→ Short exercise A
Copy out the rows below, starting at the line with "Identify the front" and continuing through the last row, both ends included. Leave the pictures out of your copy.

→ Passage given
============================================================
The method described above does the job, but it’s not very convenient. An even
simpler way of achieving the same result is to call
create_split_array()
.
>>> from fuel.datasets.hdf5 import H5PYDataset
>>> split_dict = {
... 'train': {'vector_features': (0, 90), 'image_features': (0, 90),
... 'targets': (0, 90)},
... 'test': {'vector_features': (90, 100), 'image_features': (90, 100),
... 'targets': (90, 100)}}
>>> f.attrs['split'] = H5PYDataset.create_split_array(split_dict)
The create_split_array()
method expects
a dictionary mapping split names to dictionaries. Those dictionaries map source
names to tuples of length 2, 3 or 4. The first two elements correspond to the
start and stop indexes. The other two elements are optional and correspond to
the indices
reference and the comment, respectively. The method will create
the array behind the scenes, choose the string lengths automatically and
populate it with the information in the split dictionary. If a particular
split/source combination isn’t present, its available
attribute is set to
False
, which allows us to specify only what’s actually present in the HDF5
file we created.
============================================================
→ Short exercise B
According to the passage on split arrays, what do the first two elements of each tuple stand for?

[Stored items]
============================================================
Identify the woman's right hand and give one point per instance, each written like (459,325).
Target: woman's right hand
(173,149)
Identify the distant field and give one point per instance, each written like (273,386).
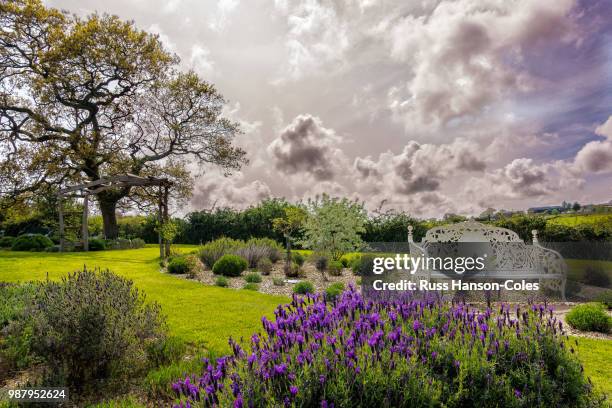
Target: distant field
(578,219)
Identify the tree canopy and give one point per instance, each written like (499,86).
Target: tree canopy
(85,98)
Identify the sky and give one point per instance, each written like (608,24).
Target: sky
(431,107)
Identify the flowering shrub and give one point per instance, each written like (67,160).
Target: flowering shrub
(398,352)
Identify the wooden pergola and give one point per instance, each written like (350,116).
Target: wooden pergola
(84,190)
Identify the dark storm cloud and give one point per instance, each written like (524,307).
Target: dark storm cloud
(305,146)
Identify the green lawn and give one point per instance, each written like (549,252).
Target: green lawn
(596,357)
(571,220)
(200,314)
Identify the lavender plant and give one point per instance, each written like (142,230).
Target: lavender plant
(395,352)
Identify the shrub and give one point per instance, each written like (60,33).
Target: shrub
(32,242)
(212,251)
(165,350)
(183,264)
(90,325)
(292,270)
(298,258)
(253,278)
(97,244)
(605,298)
(334,290)
(397,352)
(7,242)
(321,263)
(303,288)
(335,268)
(256,249)
(589,317)
(596,276)
(221,281)
(264,266)
(362,265)
(230,265)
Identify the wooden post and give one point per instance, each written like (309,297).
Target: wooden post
(166,218)
(60,210)
(160,222)
(85,226)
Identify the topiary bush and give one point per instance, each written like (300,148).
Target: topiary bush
(264,266)
(298,258)
(212,251)
(31,242)
(596,276)
(97,244)
(178,265)
(397,352)
(7,242)
(335,268)
(362,265)
(253,278)
(605,298)
(589,317)
(221,281)
(230,265)
(303,288)
(334,290)
(90,325)
(251,286)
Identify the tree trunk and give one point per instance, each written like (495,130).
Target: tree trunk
(109,217)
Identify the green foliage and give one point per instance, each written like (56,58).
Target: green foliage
(303,288)
(264,266)
(221,281)
(178,265)
(334,290)
(165,350)
(334,226)
(255,221)
(589,317)
(362,265)
(230,265)
(7,242)
(605,298)
(212,251)
(97,244)
(31,242)
(88,326)
(298,258)
(256,249)
(596,276)
(320,262)
(251,286)
(252,278)
(335,268)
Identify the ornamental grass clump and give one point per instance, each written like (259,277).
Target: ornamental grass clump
(399,352)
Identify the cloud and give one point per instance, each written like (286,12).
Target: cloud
(466,55)
(305,146)
(220,17)
(420,167)
(215,190)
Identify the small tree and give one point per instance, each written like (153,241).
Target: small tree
(334,225)
(289,225)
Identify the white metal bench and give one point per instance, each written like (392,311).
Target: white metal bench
(512,258)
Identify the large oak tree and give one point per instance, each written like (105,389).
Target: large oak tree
(86,98)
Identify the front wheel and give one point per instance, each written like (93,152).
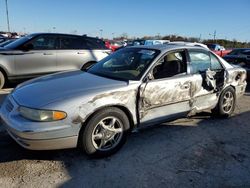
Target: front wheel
(226,103)
(105,132)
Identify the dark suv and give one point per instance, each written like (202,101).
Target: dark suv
(43,53)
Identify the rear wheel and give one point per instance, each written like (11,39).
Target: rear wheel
(2,80)
(105,132)
(226,103)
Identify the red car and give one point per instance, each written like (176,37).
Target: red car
============================================================
→ Correct result A
Identify the front wheel and give one point per instance, each written like (93,152).
Target: front wheel
(226,103)
(105,132)
Identify the dark suv and give one point per instance, each written like (202,101).
Target: dark suv
(43,53)
Identify the rear wheel and give one point per instance, each written like (11,39).
Target: rear wheel
(2,80)
(105,132)
(226,103)
Identify the red car and give one point per instance, each written like (176,37).
Target: red car

→ Correct result B
The start and stop indexes.